### Directive 1
Transcribe the lines of the listing below between the line containing "Where in the drawing above does the wall" and the end of the listing, inclusive.
· · ·
Median Definition, Formula, and Example: Quick Guide (2014)

Median Definition

Median (a measure of central tendency) is the middle-most value in the data set when all of the values (observations) in a data set are arranged either in ascending or descending order of their magnitude. The median is also considered a measure of central tendency that divides the data set into two halves, where the first half contains 50% observations below the median value and 50% above the median value. If there are an odd number of observations (data points) in a data set, the median value is the single-most middle value after sorting the data set.

After understanding the median definition, let us consider a few examples to calculate the median for a data set.

Median Example – 1

Question: For the following data set: 5, 9, 8, 4, 3, 1, 0, 8, 5, 3, 5, 6, 3, calculate the median.

Answer: To find the median of the given data set, first sort the data (either in ascending or descending order), that is
0, 1, 3, 3, 3, 4, 5, 5, 5, 6, 8, 8, 9. The middle-most value of the above data after sorting is 5, which is the median of the given data set.

When the number of observations in a data set is even then the median value is the average of two middle-most values in the sorted data.

Median Example – 2

Question: Consider the following data set, 5, 9, 8, 4, 3, 1, 0, 8, 5, 3, 5, 6, 3, 2. Compute the median.

Answer: To find the median first sort it and then locate the middle-most two values, that is,
0, 1, 2, 3, 3, 3, 4, 5, 5, 5, 6, 8, 8, 9. The middle-most two values are 4 and 5. So the median will be the average of these two values, i.e. 4.5 in this case.

The median is less affected by extreme values in the data set, so the median is the preferred measure of central tendency when the data set is skewed or not symmetrical.

Median Formula for Odd Number of Observations

For large data sets it is relatively very difficult to locate median values in sorted data. It will be helpful to use the median value using the formula. The formula for an odd number of observations is
$\begin{aligned}
Median &=\frac{n+1}{2}th\\
Median &=\frac{n+1}{2}\\
&=\frac{13+1}{2}\\
&=\frac{14}{2}=7th
\end{aligned}$

The 7th value in sorted data is the median of the given data.
· · ·
### Directive 2
In the median guide above, restate word for word the passage between "Median (a measure" and "a data set.", inclusive.

### Records for the task
· · ·
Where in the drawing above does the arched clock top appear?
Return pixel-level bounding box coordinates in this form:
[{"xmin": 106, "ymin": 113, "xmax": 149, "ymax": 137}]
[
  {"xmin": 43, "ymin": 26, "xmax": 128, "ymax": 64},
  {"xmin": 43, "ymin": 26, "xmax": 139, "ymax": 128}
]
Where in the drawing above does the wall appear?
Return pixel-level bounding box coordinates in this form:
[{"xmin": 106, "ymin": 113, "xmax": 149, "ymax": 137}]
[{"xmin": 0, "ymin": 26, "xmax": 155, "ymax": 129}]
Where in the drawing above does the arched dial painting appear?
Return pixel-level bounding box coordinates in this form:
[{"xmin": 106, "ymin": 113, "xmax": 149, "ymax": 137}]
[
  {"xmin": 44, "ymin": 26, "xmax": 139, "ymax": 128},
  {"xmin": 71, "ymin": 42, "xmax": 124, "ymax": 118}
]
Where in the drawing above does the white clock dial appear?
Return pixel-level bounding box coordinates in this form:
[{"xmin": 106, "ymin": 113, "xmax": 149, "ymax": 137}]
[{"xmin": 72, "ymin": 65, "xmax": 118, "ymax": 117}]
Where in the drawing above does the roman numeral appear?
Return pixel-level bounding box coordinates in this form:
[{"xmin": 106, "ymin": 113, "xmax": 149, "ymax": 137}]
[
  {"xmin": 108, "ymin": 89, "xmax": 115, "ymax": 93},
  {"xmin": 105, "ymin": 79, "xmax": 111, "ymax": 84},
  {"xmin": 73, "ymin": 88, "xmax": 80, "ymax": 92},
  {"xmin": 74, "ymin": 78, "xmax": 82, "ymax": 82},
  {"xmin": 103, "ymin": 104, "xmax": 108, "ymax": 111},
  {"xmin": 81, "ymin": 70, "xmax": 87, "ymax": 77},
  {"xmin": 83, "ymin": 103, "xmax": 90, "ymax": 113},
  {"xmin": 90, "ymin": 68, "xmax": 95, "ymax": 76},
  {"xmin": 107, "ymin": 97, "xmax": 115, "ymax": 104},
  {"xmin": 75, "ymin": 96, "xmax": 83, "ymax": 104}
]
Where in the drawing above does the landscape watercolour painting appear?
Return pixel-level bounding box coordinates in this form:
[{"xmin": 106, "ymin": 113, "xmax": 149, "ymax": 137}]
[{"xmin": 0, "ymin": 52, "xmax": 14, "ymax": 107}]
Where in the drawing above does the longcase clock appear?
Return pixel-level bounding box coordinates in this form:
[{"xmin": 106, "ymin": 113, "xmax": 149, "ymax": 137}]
· · ·
### Correct response 1
Where in the drawing above does the wall appear?
Return pixel-level bounding box coordinates in this form:
[{"xmin": 106, "ymin": 113, "xmax": 149, "ymax": 137}]
[{"xmin": 0, "ymin": 26, "xmax": 155, "ymax": 129}]
Where in the drawing above does the arched dial painting appear?
Return pixel-level bounding box coordinates in this form:
[{"xmin": 106, "ymin": 113, "xmax": 149, "ymax": 137}]
[
  {"xmin": 44, "ymin": 26, "xmax": 139, "ymax": 128},
  {"xmin": 71, "ymin": 42, "xmax": 124, "ymax": 118}
]
Where in the drawing above does the white clock dial appear?
Return pixel-level bounding box coordinates in this form:
[{"xmin": 106, "ymin": 113, "xmax": 149, "ymax": 137}]
[{"xmin": 72, "ymin": 65, "xmax": 118, "ymax": 117}]
Where in the drawing above does the roman numeral appear?
Return pixel-level bounding box coordinates in this form:
[{"xmin": 106, "ymin": 113, "xmax": 149, "ymax": 137}]
[
  {"xmin": 108, "ymin": 89, "xmax": 115, "ymax": 93},
  {"xmin": 105, "ymin": 79, "xmax": 111, "ymax": 84},
  {"xmin": 73, "ymin": 88, "xmax": 80, "ymax": 92},
  {"xmin": 74, "ymin": 78, "xmax": 82, "ymax": 82},
  {"xmin": 103, "ymin": 104, "xmax": 108, "ymax": 111},
  {"xmin": 81, "ymin": 70, "xmax": 87, "ymax": 77},
  {"xmin": 83, "ymin": 103, "xmax": 90, "ymax": 113},
  {"xmin": 90, "ymin": 68, "xmax": 95, "ymax": 76},
  {"xmin": 107, "ymin": 97, "xmax": 115, "ymax": 104},
  {"xmin": 75, "ymin": 96, "xmax": 83, "ymax": 104}
]
Where in the drawing above does the landscape watercolour painting appear?
Return pixel-level bounding box coordinates in this form:
[{"xmin": 106, "ymin": 113, "xmax": 149, "ymax": 137}]
[{"xmin": 0, "ymin": 52, "xmax": 14, "ymax": 107}]
Where in the drawing above does the longcase clock appear?
Return pixel-level bounding box coordinates in this form:
[{"xmin": 106, "ymin": 113, "xmax": 149, "ymax": 137}]

### Correct response 2
Median (a measure of central tendency) is the middle-most value in the data set when all of the values (observations) in a data set are arranged either in ascending or descending order of their magnitude. The median is also considered a measure of central tendency that divides the data set into two halves, where the first half contains 50% observations below the median value and 50% above the median value. If there are an odd number of observations (data points) in a data set, the median value is the single-most middle value after sorting the data set.

After understanding the median definition, let us consider a few examples to calculate the median for a data set.